Goal A: Decide whether each statement agrees with the Spring Airlines report, answering yes or no and quoting the deciding words exactly: (i) The Company flies a single aircraft family and sells only economy seats. (ii) Net profit attributable to the parent company rose in Q1 2025. (iii) In Q1 2025, domestic routes were affected by the repair of Leap-1A engines.
Goal B: Reproduce everything in the Spring Airlines report from "In 2024, Spring" down to "of approximately 35%.", word for word.

— start of Source document —

Tuesday, June 10, 2025 Views2481
Spring Airlines(601021)
Recommendation on  10 June 2025
Recommendation Accumulate
Price on Recommendation Date $57.550
Target Price $65.500

Company Profile

Spring Airlines (hereinafter referred to as the "Company") is the leader of low-cost airlines in China, founded in 2004 and based in Shanghai. It adopts a single aircraft model (i.e., the Airbus A320 family) and only offers the economy class. The Company raises its passenger load factor (P L/F) mainly by attracting travellers through its parent company, Shanghai Spring International Travel Service Ltd. (Shanghai Spring Tour), offering charter flights through its subsidiaries, and providing special fares. Meanwhile, it enhances the aircraft utilisation rate to obtain a remarkable cost advantage by optimising the route structure, prolonging flight time, and accelerating turnover.

Investment Summary

Pre-tax Profit Remains Robust

In 2024, Spring Airlines achieved operating revenue of RMB20 billion (RMB, the same below), up 11% yoy. Net profit attributable to the parent company reached RMB2.27 billion, up 0.7% yoy, while non-recurring net profit attributable to the parent company amounted to RMB2.25 billion, up 1.1% yoy. The Company distributed a cash dividend of RMB0.82 per share, with a payout ratio of approximately 35%.

In Q1 2025, the Company's operating revenue was RMB5.32 billion, up 2.9% yoy. Net profit attributable to the parent company was RMB680 million, down 16.4% yoy, while non-recurring net profit attributable to the parent company was RMB670 million, down 16.8% yoy. The decline in net profit was mainly due to the reduction of income tax expenses in the same period of previous years, as the tax shield was not utilised in 2024. However, the pre-tax profits for 2024 and Q1 2025 were RMB2.65 billion and RMB890 million, respectively, up 0.43% and 0.52% yoy, showing steady performance.

Solid Growth in Capacity and Strong International Route Performance

In 2024, the Company achieved a yoy growth of 18.8% in Revenue Passenger Kilometers (RPK), reaching 127% of 2019 levels. Domestic and international RPK grew by 9.8% and 95.4%, respectively, achieving 158% and 72.8% of 2019 levels. Available Seat Kilometers (ASK) grew by 16.1% yoy, reaching 126% of 2019 levels, with domestic and international ASK growing by 7.7% and 81.3%, respectively. The international route performance was particularly strong, with its share gradually recovering.

In Q1 2025, the Company's overall, domestic, and international RPK grew by 6.2%, -2.9%, and 61.6%, respectively. ASK grew by 6.9%, -3.3%, and 66.1%, respectively. The strong growth in international routes continued, while domestic routes were impacted by the repair of Leap-1A engines.

— end of Source document —
— start of Raw data —

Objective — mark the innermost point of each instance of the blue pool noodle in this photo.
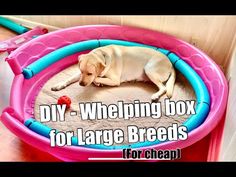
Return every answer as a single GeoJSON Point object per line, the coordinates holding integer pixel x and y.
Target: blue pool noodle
{"type": "Point", "coordinates": [12, 25]}
{"type": "Point", "coordinates": [203, 98]}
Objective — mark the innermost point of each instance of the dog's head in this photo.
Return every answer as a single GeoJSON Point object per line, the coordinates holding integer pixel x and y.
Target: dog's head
{"type": "Point", "coordinates": [90, 65]}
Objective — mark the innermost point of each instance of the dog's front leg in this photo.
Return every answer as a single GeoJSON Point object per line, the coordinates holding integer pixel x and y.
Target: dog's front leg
{"type": "Point", "coordinates": [64, 84]}
{"type": "Point", "coordinates": [107, 81]}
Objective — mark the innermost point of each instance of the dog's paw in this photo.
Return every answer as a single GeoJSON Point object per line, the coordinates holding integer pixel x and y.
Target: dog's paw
{"type": "Point", "coordinates": [58, 87]}
{"type": "Point", "coordinates": [155, 97]}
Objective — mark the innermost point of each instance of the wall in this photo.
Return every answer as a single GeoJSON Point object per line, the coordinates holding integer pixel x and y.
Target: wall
{"type": "Point", "coordinates": [228, 152]}
{"type": "Point", "coordinates": [212, 34]}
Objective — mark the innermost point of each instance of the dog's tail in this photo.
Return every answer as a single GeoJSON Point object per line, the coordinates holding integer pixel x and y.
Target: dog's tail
{"type": "Point", "coordinates": [170, 83]}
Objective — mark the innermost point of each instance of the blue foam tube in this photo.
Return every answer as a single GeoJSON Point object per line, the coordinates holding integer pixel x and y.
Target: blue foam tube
{"type": "Point", "coordinates": [12, 25]}
{"type": "Point", "coordinates": [203, 98]}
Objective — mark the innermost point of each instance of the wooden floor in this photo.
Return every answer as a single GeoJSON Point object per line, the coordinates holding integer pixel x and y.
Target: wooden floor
{"type": "Point", "coordinates": [11, 147]}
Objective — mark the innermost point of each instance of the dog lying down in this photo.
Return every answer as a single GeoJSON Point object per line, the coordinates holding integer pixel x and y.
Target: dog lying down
{"type": "Point", "coordinates": [114, 64]}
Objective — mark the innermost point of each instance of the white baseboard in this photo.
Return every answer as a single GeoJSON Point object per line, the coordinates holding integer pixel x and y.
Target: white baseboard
{"type": "Point", "coordinates": [30, 24]}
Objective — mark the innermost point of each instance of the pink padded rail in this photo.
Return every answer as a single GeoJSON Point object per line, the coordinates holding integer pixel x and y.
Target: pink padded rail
{"type": "Point", "coordinates": [28, 53]}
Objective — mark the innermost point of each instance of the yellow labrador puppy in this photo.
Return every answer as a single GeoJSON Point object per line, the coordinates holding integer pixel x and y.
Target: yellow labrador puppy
{"type": "Point", "coordinates": [113, 64]}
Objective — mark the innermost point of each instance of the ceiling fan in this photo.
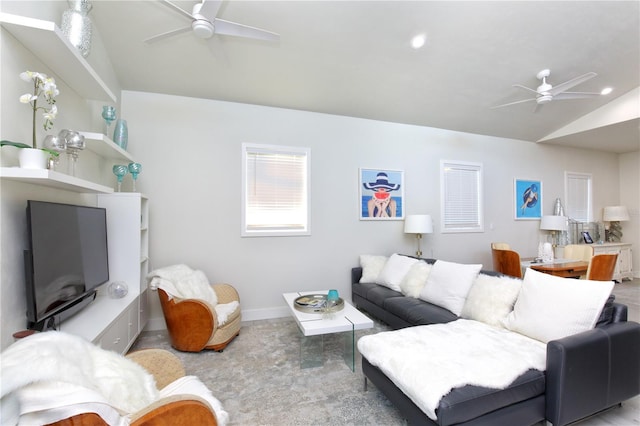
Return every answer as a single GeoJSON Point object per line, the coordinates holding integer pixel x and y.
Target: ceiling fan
{"type": "Point", "coordinates": [204, 24]}
{"type": "Point", "coordinates": [545, 93]}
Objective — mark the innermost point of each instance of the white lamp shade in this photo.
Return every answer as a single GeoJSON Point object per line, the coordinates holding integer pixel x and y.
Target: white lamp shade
{"type": "Point", "coordinates": [554, 223]}
{"type": "Point", "coordinates": [418, 224]}
{"type": "Point", "coordinates": [615, 214]}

— end of Raw data —

Task response A:
(i) Yes: "It adopts a single aircraft model (i.e., the Airbus A320 family) and only offers the economy class."
(ii) No: "Net profit attributable to the parent company was RMB680 million, down 16.4% yoy"
(iii) Yes: "domestic routes were impacted by the repair of Leap-1A engines."

Task response B:
In 2024, Spring Airlines achieved operating revenue of RMB20 billion (RMB, the same below), up 11% yoy. Net profit attributable to the parent company reached RMB2.27 billion, up 0.7% yoy, while non-recurring net profit attributable to the parent company amounted to RMB2.25 billion, up 1.1% yoy. The Company distributed a cash dividend of RMB0.82 per share, with a payout ratio of approximately 35%.